To be done> Copy each line in the lines below that contains the string "blue". Case counts.
■ ■ ■ ■ ■ ■ ■
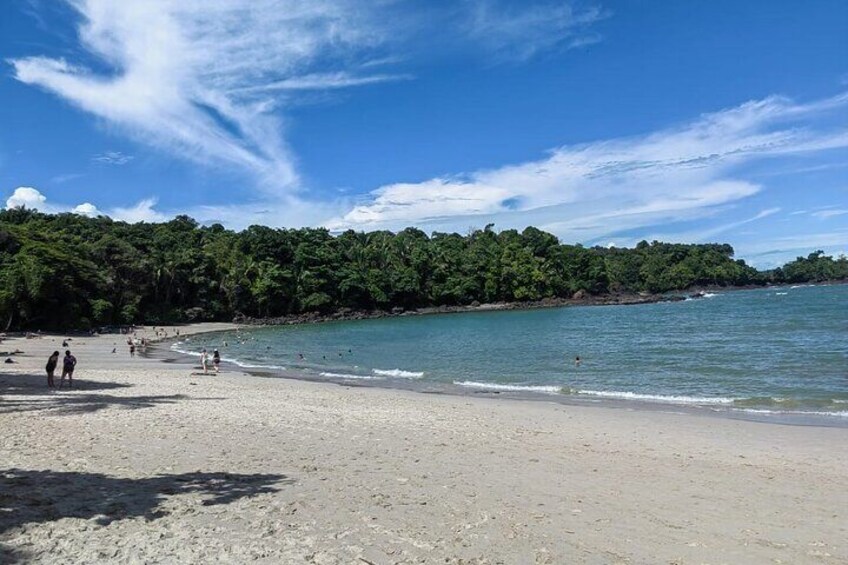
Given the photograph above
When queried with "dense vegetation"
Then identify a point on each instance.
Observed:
(69, 271)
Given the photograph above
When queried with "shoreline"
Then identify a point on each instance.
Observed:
(163, 351)
(150, 461)
(612, 299)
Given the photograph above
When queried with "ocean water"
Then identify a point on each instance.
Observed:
(769, 351)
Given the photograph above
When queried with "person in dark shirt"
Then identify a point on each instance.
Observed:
(52, 361)
(68, 364)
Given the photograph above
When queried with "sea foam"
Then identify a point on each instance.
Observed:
(347, 376)
(398, 373)
(670, 399)
(509, 388)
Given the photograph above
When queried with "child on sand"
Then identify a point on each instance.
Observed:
(68, 365)
(52, 361)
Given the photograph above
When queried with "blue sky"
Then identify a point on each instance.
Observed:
(604, 123)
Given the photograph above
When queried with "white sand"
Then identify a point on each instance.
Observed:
(144, 462)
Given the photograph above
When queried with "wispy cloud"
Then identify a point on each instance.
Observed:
(594, 190)
(31, 198)
(179, 68)
(112, 158)
(209, 80)
(830, 213)
(521, 30)
(324, 81)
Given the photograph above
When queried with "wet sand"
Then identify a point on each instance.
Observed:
(145, 461)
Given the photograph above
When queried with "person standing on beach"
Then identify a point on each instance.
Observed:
(52, 361)
(68, 365)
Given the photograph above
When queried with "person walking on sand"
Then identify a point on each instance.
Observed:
(52, 361)
(68, 364)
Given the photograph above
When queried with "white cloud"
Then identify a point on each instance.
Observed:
(830, 213)
(207, 79)
(521, 30)
(31, 198)
(86, 209)
(26, 197)
(584, 192)
(142, 212)
(180, 68)
(324, 81)
(112, 158)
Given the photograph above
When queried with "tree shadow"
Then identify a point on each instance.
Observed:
(29, 393)
(32, 497)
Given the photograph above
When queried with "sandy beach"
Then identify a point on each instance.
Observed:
(150, 462)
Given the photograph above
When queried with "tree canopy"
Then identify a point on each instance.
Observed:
(63, 271)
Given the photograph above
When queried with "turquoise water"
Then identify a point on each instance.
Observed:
(765, 350)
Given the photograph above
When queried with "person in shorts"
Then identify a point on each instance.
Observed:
(69, 362)
(52, 361)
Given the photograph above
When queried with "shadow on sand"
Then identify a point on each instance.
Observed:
(29, 393)
(32, 497)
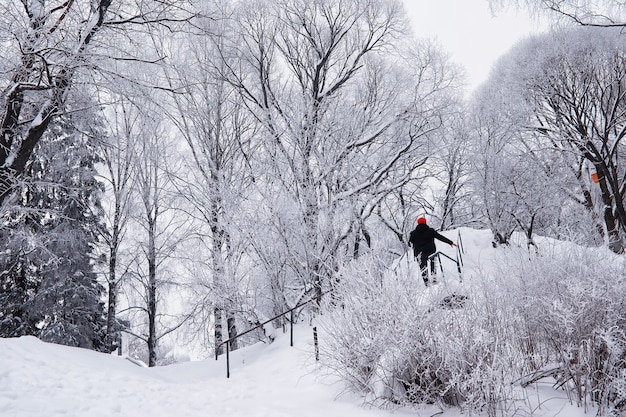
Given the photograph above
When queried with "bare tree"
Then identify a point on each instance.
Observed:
(49, 43)
(599, 13)
(124, 121)
(210, 117)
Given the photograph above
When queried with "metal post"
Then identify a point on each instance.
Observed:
(228, 359)
(317, 349)
(291, 326)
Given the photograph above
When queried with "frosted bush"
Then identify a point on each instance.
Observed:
(560, 315)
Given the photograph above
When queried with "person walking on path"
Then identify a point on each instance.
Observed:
(422, 239)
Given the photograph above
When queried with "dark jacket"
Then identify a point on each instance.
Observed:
(422, 239)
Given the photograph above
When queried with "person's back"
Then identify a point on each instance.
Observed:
(422, 239)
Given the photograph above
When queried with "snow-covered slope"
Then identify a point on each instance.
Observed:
(275, 380)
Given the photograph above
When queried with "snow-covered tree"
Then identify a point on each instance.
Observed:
(51, 244)
(342, 121)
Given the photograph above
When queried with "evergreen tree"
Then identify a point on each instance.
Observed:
(49, 279)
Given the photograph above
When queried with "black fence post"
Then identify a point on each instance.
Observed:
(228, 359)
(291, 326)
(317, 349)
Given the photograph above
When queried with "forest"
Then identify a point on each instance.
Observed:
(174, 172)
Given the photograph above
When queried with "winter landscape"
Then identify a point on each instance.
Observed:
(267, 379)
(183, 181)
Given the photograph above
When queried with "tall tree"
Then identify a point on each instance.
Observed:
(599, 13)
(341, 121)
(48, 44)
(210, 117)
(565, 98)
(55, 268)
(121, 132)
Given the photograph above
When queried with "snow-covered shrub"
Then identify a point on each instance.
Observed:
(558, 316)
(569, 320)
(393, 343)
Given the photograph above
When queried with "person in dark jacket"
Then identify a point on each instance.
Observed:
(422, 239)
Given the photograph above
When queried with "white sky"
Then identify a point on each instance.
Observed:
(469, 32)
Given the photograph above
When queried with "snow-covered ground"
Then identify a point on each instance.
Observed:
(267, 380)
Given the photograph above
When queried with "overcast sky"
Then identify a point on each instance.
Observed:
(469, 32)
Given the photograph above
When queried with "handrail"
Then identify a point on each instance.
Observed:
(230, 339)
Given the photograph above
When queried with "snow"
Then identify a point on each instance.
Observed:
(267, 380)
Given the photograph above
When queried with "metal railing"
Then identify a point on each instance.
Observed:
(228, 341)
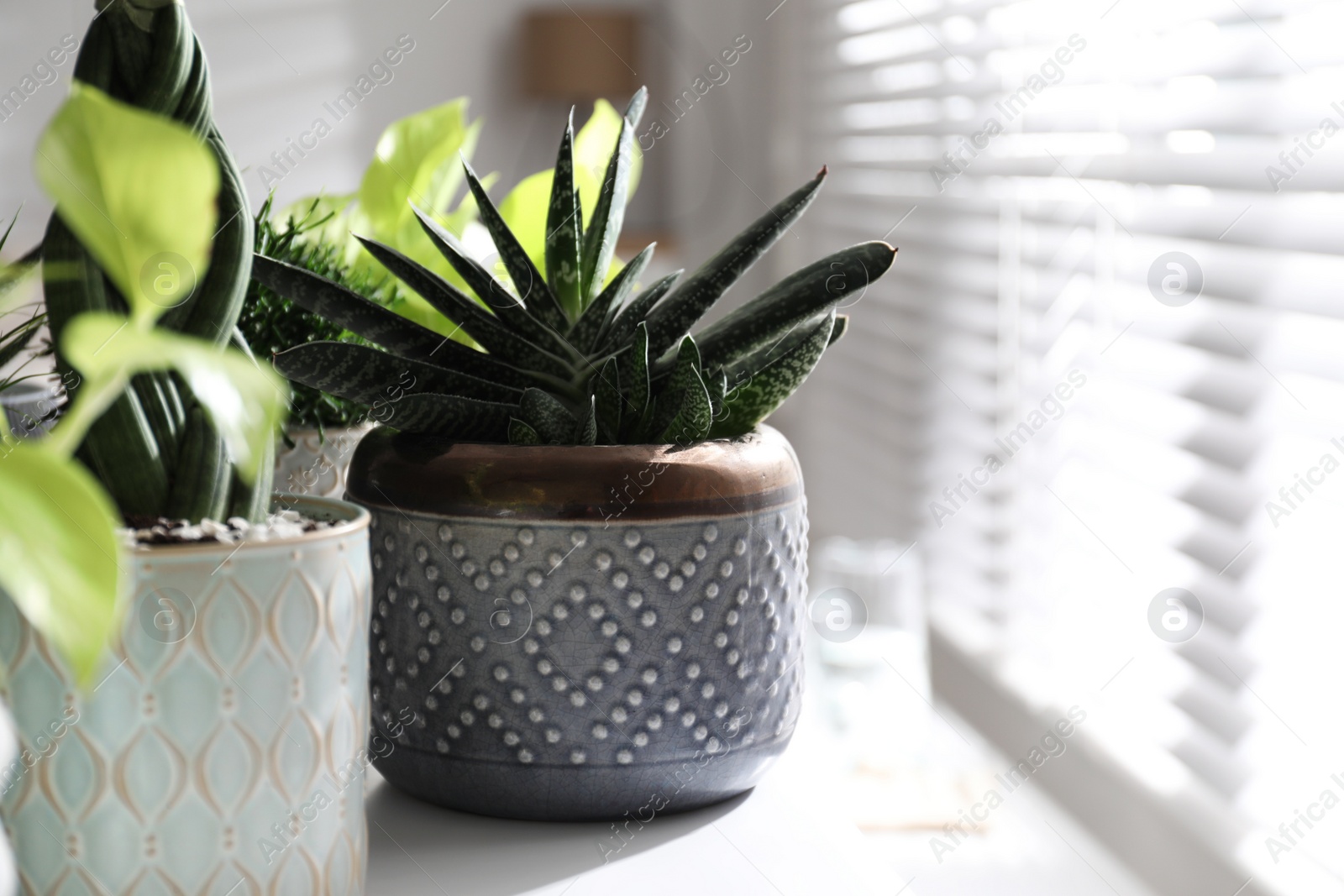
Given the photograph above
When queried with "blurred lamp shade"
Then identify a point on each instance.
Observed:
(581, 54)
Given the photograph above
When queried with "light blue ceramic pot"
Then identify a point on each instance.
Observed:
(223, 746)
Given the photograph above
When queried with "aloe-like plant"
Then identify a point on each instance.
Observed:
(156, 449)
(573, 356)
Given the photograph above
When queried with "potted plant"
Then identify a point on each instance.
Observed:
(417, 156)
(190, 700)
(589, 557)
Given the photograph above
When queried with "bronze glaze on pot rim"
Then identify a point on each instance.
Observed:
(602, 483)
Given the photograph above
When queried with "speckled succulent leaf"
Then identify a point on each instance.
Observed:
(544, 414)
(680, 311)
(463, 418)
(585, 432)
(635, 374)
(609, 215)
(475, 320)
(564, 231)
(839, 329)
(685, 375)
(840, 277)
(606, 390)
(627, 318)
(366, 375)
(528, 281)
(521, 432)
(488, 289)
(346, 308)
(589, 329)
(756, 396)
(696, 416)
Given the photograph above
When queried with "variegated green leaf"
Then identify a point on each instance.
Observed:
(589, 329)
(564, 231)
(365, 374)
(840, 277)
(757, 396)
(521, 432)
(609, 217)
(675, 316)
(543, 412)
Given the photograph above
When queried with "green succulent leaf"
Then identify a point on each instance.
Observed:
(839, 277)
(696, 416)
(676, 315)
(608, 217)
(366, 375)
(609, 402)
(416, 160)
(463, 418)
(60, 553)
(839, 329)
(511, 312)
(585, 432)
(521, 432)
(589, 329)
(461, 308)
(528, 281)
(145, 217)
(756, 396)
(246, 402)
(544, 414)
(629, 317)
(564, 231)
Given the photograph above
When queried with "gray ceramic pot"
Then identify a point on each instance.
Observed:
(222, 748)
(584, 631)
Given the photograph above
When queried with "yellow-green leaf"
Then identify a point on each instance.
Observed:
(60, 553)
(138, 190)
(245, 401)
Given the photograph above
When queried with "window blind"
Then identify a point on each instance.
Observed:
(1106, 365)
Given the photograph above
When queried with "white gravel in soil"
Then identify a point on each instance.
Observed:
(282, 524)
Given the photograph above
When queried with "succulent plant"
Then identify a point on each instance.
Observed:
(569, 356)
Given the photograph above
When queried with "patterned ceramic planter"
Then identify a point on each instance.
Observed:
(222, 748)
(584, 631)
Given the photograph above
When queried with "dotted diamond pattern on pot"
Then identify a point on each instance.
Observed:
(197, 762)
(557, 644)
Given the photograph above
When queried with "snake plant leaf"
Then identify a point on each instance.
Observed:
(608, 217)
(589, 329)
(145, 217)
(839, 277)
(679, 312)
(694, 418)
(365, 374)
(585, 432)
(60, 553)
(528, 281)
(543, 412)
(756, 396)
(347, 308)
(839, 329)
(416, 160)
(452, 416)
(629, 317)
(511, 312)
(606, 391)
(246, 402)
(521, 432)
(459, 307)
(564, 230)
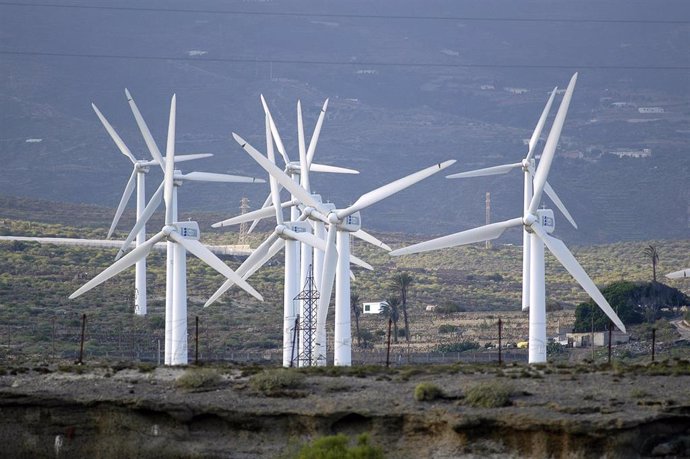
■ ■ ■ ■ ■ ■ ■
Result for this exercise>
When queried with "blue sky"
When queried with "light blue ceramic pot"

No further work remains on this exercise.